---- Given records

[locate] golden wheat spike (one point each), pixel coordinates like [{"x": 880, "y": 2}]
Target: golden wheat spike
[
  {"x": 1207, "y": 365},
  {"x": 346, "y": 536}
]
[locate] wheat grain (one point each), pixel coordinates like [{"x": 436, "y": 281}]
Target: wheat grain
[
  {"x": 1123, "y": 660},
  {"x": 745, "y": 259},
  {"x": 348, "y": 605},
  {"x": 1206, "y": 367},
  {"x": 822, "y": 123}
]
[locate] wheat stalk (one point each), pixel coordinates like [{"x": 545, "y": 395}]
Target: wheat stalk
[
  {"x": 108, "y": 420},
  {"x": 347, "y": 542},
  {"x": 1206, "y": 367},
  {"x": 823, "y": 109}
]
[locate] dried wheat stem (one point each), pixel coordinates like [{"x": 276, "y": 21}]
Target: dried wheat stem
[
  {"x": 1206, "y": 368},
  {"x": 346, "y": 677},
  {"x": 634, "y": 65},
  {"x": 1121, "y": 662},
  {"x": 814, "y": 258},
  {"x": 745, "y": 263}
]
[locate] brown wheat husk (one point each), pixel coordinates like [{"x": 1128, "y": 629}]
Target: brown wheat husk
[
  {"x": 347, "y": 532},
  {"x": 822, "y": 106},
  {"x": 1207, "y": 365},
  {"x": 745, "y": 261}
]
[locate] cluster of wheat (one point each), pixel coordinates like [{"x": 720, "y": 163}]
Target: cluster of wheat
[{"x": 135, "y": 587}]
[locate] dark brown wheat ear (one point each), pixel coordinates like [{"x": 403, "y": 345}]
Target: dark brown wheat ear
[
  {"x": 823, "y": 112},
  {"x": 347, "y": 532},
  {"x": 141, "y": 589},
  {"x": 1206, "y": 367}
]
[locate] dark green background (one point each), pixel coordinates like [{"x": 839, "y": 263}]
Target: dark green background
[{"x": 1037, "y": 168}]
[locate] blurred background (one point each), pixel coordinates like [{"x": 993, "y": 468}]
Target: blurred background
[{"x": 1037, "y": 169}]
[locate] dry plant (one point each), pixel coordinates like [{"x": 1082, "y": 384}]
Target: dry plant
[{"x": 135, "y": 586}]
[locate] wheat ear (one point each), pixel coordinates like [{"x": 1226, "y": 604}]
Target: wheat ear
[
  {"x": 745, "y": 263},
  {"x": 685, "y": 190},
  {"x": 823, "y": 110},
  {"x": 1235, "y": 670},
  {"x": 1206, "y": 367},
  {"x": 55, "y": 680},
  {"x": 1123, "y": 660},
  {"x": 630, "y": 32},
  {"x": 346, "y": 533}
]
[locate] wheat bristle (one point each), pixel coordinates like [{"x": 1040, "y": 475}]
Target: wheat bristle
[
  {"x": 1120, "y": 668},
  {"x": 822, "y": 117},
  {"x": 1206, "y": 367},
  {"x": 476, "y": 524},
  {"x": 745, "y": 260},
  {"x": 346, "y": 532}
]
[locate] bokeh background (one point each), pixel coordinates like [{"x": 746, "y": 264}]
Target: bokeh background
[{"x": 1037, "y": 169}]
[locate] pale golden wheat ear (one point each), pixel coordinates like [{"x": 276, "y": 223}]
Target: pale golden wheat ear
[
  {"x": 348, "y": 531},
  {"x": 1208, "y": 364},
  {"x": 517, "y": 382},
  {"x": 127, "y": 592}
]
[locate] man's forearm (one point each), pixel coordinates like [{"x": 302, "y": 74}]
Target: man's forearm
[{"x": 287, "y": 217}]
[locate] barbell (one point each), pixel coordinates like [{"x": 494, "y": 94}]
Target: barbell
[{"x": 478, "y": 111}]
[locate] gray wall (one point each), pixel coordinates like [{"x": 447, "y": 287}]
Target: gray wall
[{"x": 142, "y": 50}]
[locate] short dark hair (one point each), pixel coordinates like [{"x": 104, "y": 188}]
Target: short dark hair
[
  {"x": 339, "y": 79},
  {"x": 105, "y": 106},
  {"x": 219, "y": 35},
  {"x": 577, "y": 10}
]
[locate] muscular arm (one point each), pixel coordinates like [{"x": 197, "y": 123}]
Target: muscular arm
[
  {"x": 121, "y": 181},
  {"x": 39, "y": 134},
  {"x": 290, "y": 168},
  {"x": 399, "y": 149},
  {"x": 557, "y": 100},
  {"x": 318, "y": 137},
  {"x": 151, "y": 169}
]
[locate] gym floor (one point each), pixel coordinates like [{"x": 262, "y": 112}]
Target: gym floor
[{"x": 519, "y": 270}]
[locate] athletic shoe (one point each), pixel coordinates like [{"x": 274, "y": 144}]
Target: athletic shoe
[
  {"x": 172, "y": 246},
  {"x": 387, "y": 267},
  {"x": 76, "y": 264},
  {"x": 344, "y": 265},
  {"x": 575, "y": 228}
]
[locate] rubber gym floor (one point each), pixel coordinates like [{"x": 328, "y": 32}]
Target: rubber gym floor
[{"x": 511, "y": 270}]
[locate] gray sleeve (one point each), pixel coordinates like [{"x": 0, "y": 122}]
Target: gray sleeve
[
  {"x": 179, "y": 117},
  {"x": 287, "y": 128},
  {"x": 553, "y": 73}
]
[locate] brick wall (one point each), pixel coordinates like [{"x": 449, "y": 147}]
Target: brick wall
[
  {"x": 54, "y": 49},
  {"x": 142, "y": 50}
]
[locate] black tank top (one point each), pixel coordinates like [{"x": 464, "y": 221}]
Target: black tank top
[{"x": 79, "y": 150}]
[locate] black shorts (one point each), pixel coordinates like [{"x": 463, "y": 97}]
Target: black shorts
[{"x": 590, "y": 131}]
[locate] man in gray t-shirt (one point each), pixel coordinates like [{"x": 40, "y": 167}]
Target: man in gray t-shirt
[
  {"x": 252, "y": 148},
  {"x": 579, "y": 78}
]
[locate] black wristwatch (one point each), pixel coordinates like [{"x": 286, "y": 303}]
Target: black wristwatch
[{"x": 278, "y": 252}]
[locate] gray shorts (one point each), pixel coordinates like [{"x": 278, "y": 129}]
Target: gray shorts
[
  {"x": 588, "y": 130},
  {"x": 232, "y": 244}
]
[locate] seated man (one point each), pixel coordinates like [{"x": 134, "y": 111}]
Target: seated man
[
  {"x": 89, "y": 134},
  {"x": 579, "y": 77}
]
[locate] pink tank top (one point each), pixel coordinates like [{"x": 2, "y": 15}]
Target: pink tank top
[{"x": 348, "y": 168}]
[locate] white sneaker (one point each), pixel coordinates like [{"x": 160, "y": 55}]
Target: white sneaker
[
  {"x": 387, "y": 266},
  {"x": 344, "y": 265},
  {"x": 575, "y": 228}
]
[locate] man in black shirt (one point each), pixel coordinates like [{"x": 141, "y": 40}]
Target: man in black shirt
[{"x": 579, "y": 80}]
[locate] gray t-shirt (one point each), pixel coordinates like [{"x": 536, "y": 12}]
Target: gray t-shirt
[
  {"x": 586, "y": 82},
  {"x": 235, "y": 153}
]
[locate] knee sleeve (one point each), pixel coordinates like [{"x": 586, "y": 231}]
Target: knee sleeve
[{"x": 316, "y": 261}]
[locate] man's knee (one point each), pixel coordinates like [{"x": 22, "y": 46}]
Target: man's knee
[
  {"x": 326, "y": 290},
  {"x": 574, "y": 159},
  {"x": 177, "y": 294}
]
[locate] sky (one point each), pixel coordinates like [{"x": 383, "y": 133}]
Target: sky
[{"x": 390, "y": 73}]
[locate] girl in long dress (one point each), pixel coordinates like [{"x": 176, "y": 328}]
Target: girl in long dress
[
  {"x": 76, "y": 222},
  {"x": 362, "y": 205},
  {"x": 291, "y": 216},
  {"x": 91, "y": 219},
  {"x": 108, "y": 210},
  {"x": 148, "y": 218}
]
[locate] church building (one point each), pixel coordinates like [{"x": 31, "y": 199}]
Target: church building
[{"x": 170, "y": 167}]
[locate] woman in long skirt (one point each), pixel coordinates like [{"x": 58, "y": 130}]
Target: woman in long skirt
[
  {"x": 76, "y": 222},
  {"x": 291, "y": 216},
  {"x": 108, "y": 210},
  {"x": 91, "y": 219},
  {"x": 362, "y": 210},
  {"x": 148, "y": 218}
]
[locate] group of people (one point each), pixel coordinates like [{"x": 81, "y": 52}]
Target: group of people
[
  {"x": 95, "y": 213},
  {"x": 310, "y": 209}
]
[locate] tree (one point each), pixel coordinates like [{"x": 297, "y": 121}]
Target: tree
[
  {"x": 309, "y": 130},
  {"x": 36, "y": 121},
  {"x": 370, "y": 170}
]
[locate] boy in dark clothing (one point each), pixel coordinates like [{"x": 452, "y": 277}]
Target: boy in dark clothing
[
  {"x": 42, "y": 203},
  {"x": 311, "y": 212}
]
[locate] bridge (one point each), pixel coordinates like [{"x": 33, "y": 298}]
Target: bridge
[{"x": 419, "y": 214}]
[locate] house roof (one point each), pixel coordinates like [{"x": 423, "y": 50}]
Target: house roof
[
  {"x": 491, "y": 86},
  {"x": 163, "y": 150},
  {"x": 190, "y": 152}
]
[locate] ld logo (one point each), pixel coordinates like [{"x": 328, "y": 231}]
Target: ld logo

--------

Make an exact copy of every line from the one with "[locate] church building" to the end of the data, with the first and last of those lines included.

Solution =
[locate] church building (one point each), pixel coordinates like [{"x": 31, "y": 199}]
Target: church building
[{"x": 170, "y": 167}]
[locate] woman in long skirt (one point each), pixel coordinates like [{"x": 58, "y": 130}]
Target: woman in long skirt
[
  {"x": 76, "y": 222},
  {"x": 291, "y": 216},
  {"x": 108, "y": 210},
  {"x": 91, "y": 219},
  {"x": 362, "y": 210},
  {"x": 148, "y": 218}
]
[locate] group of people (one point each), pixel coordinates like [{"x": 81, "y": 52}]
Target: group of people
[
  {"x": 95, "y": 213},
  {"x": 310, "y": 209}
]
[locate] tree (one point each), pixel coordinates like [{"x": 297, "y": 121}]
Target: tree
[
  {"x": 309, "y": 130},
  {"x": 36, "y": 121},
  {"x": 370, "y": 170}
]
[locate] boy in dark clothing (one point each), pixel coordinates like [{"x": 452, "y": 277}]
Target: boy in dark clothing
[
  {"x": 42, "y": 203},
  {"x": 311, "y": 212}
]
[locate] bridge (one point each), pixel coordinates like [{"x": 33, "y": 298}]
Target: bridge
[{"x": 419, "y": 214}]
[locate] house roof (one point each), pixel coordinates like [{"x": 423, "y": 50}]
Target: house roof
[
  {"x": 491, "y": 86},
  {"x": 163, "y": 150},
  {"x": 190, "y": 152}
]
[locate] ld logo (one point each), pixel coordinates like [{"x": 328, "y": 231}]
Target: ld logo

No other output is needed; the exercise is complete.